(Location identification records)
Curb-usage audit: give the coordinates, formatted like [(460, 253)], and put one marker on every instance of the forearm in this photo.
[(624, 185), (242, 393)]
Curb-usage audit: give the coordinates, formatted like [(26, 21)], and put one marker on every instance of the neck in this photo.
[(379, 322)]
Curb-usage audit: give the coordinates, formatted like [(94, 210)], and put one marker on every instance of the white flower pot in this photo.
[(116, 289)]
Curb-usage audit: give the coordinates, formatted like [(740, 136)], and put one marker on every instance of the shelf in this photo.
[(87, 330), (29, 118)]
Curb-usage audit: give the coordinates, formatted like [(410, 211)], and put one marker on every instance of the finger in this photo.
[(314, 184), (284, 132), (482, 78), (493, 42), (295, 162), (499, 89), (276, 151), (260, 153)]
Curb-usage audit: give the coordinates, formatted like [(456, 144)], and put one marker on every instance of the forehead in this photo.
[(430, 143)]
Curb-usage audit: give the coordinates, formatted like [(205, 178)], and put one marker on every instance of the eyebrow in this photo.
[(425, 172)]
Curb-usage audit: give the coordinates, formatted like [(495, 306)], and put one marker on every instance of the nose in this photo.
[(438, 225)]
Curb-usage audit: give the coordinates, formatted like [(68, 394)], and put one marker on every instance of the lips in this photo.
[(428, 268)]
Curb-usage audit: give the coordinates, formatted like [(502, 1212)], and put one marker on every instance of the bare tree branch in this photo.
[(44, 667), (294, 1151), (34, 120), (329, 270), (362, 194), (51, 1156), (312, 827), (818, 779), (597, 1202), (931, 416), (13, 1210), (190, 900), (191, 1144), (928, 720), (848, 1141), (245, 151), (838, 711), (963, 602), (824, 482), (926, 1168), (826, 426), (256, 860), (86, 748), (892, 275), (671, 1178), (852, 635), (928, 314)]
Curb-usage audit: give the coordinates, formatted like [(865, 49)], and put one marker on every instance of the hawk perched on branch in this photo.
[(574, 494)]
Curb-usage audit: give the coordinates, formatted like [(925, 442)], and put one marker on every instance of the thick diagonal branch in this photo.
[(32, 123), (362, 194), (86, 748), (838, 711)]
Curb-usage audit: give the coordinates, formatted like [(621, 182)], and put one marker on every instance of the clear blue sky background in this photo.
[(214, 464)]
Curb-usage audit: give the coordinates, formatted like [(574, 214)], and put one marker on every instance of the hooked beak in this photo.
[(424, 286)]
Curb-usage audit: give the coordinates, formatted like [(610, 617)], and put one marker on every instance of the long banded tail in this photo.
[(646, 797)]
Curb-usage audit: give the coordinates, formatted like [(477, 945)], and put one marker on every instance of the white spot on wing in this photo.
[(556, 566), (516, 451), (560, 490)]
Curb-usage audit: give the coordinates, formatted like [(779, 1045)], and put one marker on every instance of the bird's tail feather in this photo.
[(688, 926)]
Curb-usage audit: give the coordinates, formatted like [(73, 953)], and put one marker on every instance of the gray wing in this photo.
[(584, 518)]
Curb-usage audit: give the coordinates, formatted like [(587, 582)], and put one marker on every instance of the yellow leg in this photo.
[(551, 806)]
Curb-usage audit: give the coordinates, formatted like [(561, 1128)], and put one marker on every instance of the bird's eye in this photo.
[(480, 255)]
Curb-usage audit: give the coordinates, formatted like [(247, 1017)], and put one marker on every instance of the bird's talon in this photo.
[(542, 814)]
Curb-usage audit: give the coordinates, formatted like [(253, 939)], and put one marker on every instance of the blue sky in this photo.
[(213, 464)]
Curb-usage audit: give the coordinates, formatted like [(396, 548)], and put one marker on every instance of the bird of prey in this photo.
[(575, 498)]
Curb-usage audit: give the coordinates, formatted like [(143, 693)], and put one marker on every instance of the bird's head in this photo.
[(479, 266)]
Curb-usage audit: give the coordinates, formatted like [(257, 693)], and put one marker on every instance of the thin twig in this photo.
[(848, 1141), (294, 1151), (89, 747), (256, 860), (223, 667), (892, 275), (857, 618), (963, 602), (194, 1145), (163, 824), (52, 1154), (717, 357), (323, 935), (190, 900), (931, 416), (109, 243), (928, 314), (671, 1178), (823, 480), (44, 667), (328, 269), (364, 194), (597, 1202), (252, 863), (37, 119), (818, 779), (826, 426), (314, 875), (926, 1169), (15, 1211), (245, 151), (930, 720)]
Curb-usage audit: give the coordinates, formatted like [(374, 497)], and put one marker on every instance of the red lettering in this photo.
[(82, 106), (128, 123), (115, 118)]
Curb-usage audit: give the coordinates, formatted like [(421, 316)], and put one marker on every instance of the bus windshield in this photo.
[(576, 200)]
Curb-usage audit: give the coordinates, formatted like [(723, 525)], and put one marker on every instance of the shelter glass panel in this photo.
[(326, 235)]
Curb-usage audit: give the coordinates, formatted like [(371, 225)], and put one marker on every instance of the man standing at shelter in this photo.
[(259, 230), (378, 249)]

■ **WRITTEN EXERCISE**
Retype every record above without changing a single character.

■ **FULL RESPONSE**
Curb-usage audit: give the coordinates, formatted like [(460, 253)], and put one marker on every instance of the forearm in this photo.
[(624, 185), (242, 393)]
Curb-usage audit: give the coordinates, formatted like [(26, 21)], and put one marker on every instance of the neck in this photo.
[(379, 322)]
Curb-usage audit: give the coordinates, formatted like [(94, 210)], and put one marker on every instance of the white flower pot in this photo.
[(116, 289)]
Curb-usage audit: give the coordinates, formatted like [(740, 136)], and put one marker on every instance of the shelf in this photo.
[(87, 330), (29, 118)]
Curb-usage audit: give the coordinates, formatted like [(410, 211)], and put one marker on every instance of the finger in this photo.
[(314, 184), (284, 132), (482, 78), (493, 42), (295, 162), (499, 89), (276, 151), (260, 153)]
Curb-usage audit: give the coordinates, formatted like [(456, 144)], and put one marker on every instance of the forehead in this photo.
[(430, 143)]
Curb-usage audit: give the coordinates, formatted like [(205, 178)], and put one marker on every instance of the eyebrow in this photo.
[(425, 172)]
Curb-usage audit: give the coordinates, formatted like [(495, 306)], and put one marker on every instance of the nose in this photo.
[(438, 225)]
Curb-usage audit: give the coordinates, formatted like [(68, 394)], and put one marker on every instance of the lips in this photo.
[(428, 268)]
Curb-usage audit: give the coordinates, formatted like [(502, 1212)], and put one marker on every instance of the bare tree branch in this photo.
[(44, 667), (294, 1151), (34, 120), (329, 270), (362, 194), (51, 1156), (312, 827), (818, 779), (597, 1202), (931, 416), (13, 1210), (190, 900), (191, 1144), (928, 720), (848, 1141), (245, 151), (838, 711), (963, 602), (824, 482), (926, 1168), (826, 426), (256, 860), (86, 748), (892, 275), (671, 1178), (852, 635), (928, 314)]
Curb-usage audit: give the coordinates, formatted like [(865, 49)], and put one marker on every instance of the hawk perched on branch in this photo.
[(574, 494)]
Curb-usage audit: give the coordinates, formatted like [(925, 442)], and put one marker on every instance of the thick diagonal branch in this photo.
[(32, 123), (362, 194), (86, 748), (838, 711)]
Curb-usage audit: give the coordinates, formatted like [(621, 182)], and put one marker on every instance of the clear blue sky background in this photo.
[(214, 464)]
Curb-usage audit: give the coordinates, formatted like [(574, 214)], and put one marker on every instance of the hooked beak in this photo.
[(424, 286)]
Curb-usage audit: give the coordinates, formatted like [(610, 617)], and put one marker on every instance of the long banded tail in this photo.
[(646, 797)]
Curb-usage audit: give the coordinates, formatted like [(477, 945)], and put one marker on every instance of the white spot on wing in this photo.
[(556, 566), (516, 451), (560, 490)]
Curb-usage audit: give the coordinates, formatted like [(779, 1045)], and put one marker on every instance of the bird's tail feather in this photo.
[(688, 926)]
Curb-usage audit: give the coordinates, formatted like [(73, 953)], and put one marker on every instance of the gray wing in this photo.
[(584, 518)]
Curb-usage audit: give the coordinates, formatted like [(587, 582)], and put one marker on every instance of the yellow leg in this photo.
[(551, 806)]
Curb-usage audit: give the coordinates, formatted like [(561, 1128)], and put one marker on every instance of the bird's eye in this photo.
[(480, 255)]
Curb-usage audit: give the coordinates, formatted like [(247, 1017)], and put one marker on every instance of the bird's talon in this photo.
[(542, 814)]
Curb-usage audit: give the coordinates, formatted like [(253, 939)], and put one marker on every instance of the blue sky in this photo.
[(213, 464)]
Curb-usage audit: give the coordinates, formatted like [(396, 548)], and put one marker on every instance of the bird of prey in this photo.
[(575, 498)]
Curb-usage audit: give the coordinates, formatted like [(143, 693)], and put one marker on every instance of the bird's head in this photo.
[(479, 266)]
Curb-usage audit: give the coordinates, formatted like [(257, 693)], and put one marker on every instance of the thin twig in this photo.
[(848, 1141), (294, 1151), (89, 747), (256, 860), (223, 667), (892, 275), (857, 618), (963, 602), (194, 1145), (163, 824), (52, 1154), (717, 357), (323, 935), (190, 900), (931, 416), (109, 243), (928, 314), (671, 1178), (823, 480), (44, 667), (328, 269), (364, 194), (597, 1202), (252, 863), (37, 119), (818, 779), (826, 426), (314, 875), (926, 1169), (15, 1211), (245, 151), (930, 720)]
Curb-usage audit: give the coordinates, formatted like [(374, 497)], and put one marker on every instance of the red lettering in this photo.
[(82, 106), (128, 123), (115, 118)]
Curb-usage audit: give the coordinates, formatted like [(421, 316)], and put one marker on every instance of the bus windshield in this photo.
[(576, 200)]
Curb-usage audit: give the coordinates, formatted like [(723, 525)], and put one marker on every instance of the shelter glass panel in this photo.
[(326, 235)]
Curb-usage audit: give the coordinates, formatted like [(371, 225)], and put one marker on every instance of the man standing at shelter in this photo.
[(259, 230), (378, 249)]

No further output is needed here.